• Extract to read
Single by Mutya Buena

from the album Real Girl
- Released: 23 December 2007
- Length: 3:54
- Label: 4th & B'way
- Songwriters: Phil Spector; Ellie Greenwich; Jeff Barry; Craig Klepto Tucker; Peter Celik; Angela Hunte;
- Producer: Salaam Remi

Mutya Buena singles chronology
| "Just a Little Bit" (2007) | "B Boy Baby" (2007) | "Black Valentine" (2020) |

Amy Winehouse singles chronology
| "Love Is a Losing Game" (2007) | "B Boy Baby" (2007) | "Body and Soul" (2011) |

Alternative cover
- Promotional cover

= B Boy Baby =

"B Boy Baby" is a song written by British recording artist Mutya Buena with prominent background vocals by singer Amy Winehouse. The song samples "Be My Baby" by the Ronettes, written by Phil Spector, Ellie Greenwich and Jeff Barry, with new lyrics by Angela Hunte. It was produced by Salaam Remi for Buena's first solo album, Real Girl (2007) and released as the fourth and final single from the album on December 3, 2007.

• Exercise aim
Reproduce the song page starting with "Mutya Buena singles" and going on through "December 3, 2007.", changing every "chronology" to "timeline".

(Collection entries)

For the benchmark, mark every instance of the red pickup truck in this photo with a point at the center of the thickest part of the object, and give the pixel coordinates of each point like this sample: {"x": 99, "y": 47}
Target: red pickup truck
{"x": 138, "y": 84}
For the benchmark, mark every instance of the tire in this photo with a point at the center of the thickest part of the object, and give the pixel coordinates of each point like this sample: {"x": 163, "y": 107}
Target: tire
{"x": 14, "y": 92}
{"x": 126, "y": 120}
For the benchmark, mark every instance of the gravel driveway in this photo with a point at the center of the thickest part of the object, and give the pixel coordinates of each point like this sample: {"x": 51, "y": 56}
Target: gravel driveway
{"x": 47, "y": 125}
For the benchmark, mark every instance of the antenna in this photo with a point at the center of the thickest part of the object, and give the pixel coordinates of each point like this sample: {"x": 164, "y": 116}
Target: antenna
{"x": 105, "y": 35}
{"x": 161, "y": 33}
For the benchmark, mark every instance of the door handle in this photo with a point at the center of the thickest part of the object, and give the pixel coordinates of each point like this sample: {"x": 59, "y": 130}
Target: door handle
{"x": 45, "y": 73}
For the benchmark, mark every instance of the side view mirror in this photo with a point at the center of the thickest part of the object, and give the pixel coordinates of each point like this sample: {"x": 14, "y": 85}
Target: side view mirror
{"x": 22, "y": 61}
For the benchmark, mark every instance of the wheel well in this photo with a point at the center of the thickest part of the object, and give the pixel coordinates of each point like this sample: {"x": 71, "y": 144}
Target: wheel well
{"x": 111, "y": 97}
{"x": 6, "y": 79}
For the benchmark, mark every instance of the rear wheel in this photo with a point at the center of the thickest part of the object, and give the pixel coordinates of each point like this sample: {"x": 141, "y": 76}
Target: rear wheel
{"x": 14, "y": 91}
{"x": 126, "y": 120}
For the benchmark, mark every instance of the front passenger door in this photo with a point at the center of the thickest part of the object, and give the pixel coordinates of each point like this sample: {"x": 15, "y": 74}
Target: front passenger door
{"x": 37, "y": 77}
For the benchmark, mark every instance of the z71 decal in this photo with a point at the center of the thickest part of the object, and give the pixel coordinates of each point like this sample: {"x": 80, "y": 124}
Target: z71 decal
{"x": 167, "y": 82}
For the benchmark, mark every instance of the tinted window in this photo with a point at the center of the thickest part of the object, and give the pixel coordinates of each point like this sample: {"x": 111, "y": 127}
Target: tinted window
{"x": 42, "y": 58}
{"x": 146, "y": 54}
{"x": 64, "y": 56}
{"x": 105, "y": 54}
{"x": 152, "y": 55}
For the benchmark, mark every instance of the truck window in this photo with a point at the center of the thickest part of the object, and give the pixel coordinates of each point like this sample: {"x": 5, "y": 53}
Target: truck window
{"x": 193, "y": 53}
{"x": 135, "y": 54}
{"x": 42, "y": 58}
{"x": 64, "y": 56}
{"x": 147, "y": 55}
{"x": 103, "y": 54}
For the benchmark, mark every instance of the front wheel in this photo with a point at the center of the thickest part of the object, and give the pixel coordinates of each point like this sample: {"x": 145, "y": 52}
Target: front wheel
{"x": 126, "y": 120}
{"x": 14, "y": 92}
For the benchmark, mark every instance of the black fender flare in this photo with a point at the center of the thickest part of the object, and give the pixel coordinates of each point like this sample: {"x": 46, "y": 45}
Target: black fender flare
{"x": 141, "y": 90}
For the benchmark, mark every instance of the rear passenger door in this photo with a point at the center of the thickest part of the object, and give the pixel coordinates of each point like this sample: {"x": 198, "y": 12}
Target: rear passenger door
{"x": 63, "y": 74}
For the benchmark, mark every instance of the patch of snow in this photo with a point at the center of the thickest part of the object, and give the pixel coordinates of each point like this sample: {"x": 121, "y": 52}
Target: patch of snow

• Response to this exercise
Mutya Buena singles timeline
| "Just a Little Bit" (2007) | "B Boy Baby" (2007) | "Black Valentine" (2020) |

Amy Winehouse singles timeline
| "Love Is a Losing Game" (2007) | "B Boy Baby" (2007) | "Body and Soul" (2011) |

Alternative cover
- Promotional cover

= B Boy Baby =

"B Boy Baby" is a song written by British recording artist Mutya Buena with prominent background vocals by singer Amy Winehouse. The song samples "Be My Baby" by the Ronettes, written by Phil Spector, Ellie Greenwich and Jeff Barry, with new lyrics by Angela Hunte. It was produced by Salaam Remi for Buena's first solo album, Real Girl (2007) and released as the fourth and final single from the album on December 3, 2007.